## Extract to read
"""

Rescue teams reached the wreckage more than four hours after the ATP crashed on São Jorge, where it scattered debris and victims across a dense ravine.
The search was called off after dark, and only resumed on Sunday, when the investigation team was sent to the isolated crash site from the mainland. Seven bodies were recovered as rescuers using ropes and carrying stretchers, who scrambled over the steep mountainside before nightfall. Similarly, a thick mist shrouded the area, which was inaccessible to vehicles, making the search operation difficult.

Although the Portuguese Air Force helicopters were on standby to winch out any survivors, the time spent meant that the searchers were only there to "collect the bodies and examine the causes of the accident", since there was "no hope of finding survivors", from the comments of Internal Affairs Minister Fernando Gomes.

All SATA flights were canceled after the crash. Portuguese Prime Minister António Guterres, who was in Helsinki, Finland, for a European Union summit, cancelled a planned visit to Kosovo and headed straight for the Azores. SATA arranged flights to the islands for international relatives of crash victims.

==Report==
The final report by the commission of inquiry by the National Institute of Civil Aviation (INAC Instituto Nacional de Aviação Civil) concluded that the flight had made a slight deviation from its route to Horta that was not perceptible by the flight crew. This deviation crossed the northern coast of the island of São Jorge, where it crashed into Pico de Esperança. The crew "was completely convinced" that the plane was over the São Jorge Channel, and they were concentrated on meteorological conditions at the time of the collision. After hearing their impact warning, three seconds before the first impact, the copilot alerted the crew that they were "losing altitude and over São Jorge". But, even as the pilots increased engine output, the maneuver was "insufficient to overcome the obstacle".

"""

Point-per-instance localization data

"""

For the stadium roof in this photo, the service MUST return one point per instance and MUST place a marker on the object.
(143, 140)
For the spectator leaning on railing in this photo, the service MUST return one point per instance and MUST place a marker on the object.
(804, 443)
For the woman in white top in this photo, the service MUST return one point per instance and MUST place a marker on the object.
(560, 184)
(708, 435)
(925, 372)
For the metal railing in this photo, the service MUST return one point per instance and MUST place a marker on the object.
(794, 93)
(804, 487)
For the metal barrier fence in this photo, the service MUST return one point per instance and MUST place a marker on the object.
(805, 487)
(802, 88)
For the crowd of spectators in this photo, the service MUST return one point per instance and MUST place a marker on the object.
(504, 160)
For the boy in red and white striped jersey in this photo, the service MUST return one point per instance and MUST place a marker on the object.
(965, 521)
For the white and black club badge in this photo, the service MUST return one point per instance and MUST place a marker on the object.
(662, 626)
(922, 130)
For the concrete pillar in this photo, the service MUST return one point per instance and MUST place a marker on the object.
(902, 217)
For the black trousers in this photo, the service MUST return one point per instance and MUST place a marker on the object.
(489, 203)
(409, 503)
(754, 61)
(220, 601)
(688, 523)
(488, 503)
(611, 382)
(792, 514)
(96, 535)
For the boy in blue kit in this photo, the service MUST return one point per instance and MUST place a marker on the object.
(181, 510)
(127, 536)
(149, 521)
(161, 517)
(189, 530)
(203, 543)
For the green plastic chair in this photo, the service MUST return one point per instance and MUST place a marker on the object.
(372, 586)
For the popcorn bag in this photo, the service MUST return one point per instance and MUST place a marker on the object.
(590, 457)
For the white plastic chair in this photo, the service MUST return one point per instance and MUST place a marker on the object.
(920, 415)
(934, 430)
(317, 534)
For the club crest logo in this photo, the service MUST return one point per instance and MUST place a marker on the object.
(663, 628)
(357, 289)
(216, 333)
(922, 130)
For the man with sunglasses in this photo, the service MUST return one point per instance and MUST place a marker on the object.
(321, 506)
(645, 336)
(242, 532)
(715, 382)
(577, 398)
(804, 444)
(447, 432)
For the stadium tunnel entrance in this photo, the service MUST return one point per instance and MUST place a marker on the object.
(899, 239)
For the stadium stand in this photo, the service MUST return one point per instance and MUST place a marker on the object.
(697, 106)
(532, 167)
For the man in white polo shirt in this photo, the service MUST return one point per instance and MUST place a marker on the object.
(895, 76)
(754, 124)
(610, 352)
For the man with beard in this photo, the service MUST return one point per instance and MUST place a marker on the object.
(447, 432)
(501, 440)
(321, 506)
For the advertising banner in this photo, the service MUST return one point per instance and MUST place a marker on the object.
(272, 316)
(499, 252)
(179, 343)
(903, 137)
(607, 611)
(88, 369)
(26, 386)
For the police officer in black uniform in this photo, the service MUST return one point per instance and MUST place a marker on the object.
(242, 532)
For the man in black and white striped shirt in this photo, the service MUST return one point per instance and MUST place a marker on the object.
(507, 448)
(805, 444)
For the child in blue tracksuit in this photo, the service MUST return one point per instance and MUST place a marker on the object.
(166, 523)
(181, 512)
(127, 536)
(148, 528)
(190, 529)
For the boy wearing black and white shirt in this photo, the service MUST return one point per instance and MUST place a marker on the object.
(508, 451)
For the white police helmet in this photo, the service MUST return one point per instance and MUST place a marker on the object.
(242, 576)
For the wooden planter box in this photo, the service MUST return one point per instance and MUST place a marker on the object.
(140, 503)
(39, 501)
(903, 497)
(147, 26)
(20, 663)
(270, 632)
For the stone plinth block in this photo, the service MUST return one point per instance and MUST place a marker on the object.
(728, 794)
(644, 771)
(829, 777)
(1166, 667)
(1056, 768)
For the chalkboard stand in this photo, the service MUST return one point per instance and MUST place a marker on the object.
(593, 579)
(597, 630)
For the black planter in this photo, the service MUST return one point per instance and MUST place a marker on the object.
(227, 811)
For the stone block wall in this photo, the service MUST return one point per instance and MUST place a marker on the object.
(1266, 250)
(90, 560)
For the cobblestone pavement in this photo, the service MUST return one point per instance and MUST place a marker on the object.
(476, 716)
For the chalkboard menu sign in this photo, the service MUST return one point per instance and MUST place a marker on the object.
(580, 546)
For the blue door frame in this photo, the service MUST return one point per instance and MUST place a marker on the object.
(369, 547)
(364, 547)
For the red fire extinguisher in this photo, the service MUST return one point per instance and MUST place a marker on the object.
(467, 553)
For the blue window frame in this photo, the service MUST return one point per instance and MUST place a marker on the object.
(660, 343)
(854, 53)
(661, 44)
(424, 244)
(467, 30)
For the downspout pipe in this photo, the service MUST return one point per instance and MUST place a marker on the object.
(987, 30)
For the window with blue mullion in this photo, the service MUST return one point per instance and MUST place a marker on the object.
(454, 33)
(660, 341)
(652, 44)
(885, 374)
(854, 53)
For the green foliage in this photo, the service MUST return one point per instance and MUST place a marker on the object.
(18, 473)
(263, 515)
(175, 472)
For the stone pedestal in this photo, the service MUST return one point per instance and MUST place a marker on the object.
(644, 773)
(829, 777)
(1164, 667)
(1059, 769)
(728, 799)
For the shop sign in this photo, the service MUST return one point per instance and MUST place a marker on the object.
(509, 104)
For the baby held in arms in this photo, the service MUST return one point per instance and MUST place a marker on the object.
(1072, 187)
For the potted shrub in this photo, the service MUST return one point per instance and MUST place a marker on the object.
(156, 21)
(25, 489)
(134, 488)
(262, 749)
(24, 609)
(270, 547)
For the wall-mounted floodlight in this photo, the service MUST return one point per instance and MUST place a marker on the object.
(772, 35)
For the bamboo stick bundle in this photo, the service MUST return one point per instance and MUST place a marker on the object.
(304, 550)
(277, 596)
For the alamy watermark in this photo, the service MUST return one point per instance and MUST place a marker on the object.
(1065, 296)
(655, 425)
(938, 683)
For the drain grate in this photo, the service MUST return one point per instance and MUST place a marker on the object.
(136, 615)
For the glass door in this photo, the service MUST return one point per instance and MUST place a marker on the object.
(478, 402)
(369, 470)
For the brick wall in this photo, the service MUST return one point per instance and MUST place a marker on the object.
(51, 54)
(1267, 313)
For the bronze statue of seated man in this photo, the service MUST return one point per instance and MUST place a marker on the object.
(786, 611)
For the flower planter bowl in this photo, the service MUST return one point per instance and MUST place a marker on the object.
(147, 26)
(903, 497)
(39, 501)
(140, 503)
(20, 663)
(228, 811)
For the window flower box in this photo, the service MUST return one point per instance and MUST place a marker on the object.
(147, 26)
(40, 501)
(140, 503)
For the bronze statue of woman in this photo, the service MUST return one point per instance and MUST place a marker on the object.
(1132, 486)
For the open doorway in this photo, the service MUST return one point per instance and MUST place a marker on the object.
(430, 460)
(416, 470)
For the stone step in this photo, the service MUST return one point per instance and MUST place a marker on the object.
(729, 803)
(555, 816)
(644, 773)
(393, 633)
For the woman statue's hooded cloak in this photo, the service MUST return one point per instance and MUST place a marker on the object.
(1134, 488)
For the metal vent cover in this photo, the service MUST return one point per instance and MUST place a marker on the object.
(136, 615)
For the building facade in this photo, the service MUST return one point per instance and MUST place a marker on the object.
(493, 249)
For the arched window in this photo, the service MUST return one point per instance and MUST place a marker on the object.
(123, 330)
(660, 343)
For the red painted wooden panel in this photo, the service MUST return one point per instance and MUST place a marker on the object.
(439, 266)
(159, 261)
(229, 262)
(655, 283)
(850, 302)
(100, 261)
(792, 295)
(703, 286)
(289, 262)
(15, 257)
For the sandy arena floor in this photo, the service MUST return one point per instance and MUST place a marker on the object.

"""

## Brief 1
How would you translate this sentence from the São Jorge crash text into French: "SATA arranged flights to the islands for international relatives of crash victims."
## Brief 2
In the São Jorge crash text, which body's commission of inquiry produced the final report?
## Brief 3
What are all the geographic place names in the São Jorge crash text?

## Task solution 1
La SATA a organisé des vols vers les îles pour les proches étrangers des victimes de l'accident.

## Task solution 2
The National Institute of Civil Aviation (INAC, Instituto Nacional de Aviação Civil).

## Task solution 3
São Jorge, Helsinki, Finland, Kosovo, the Azores, Horta, Pico de Esperança, São Jorge Channel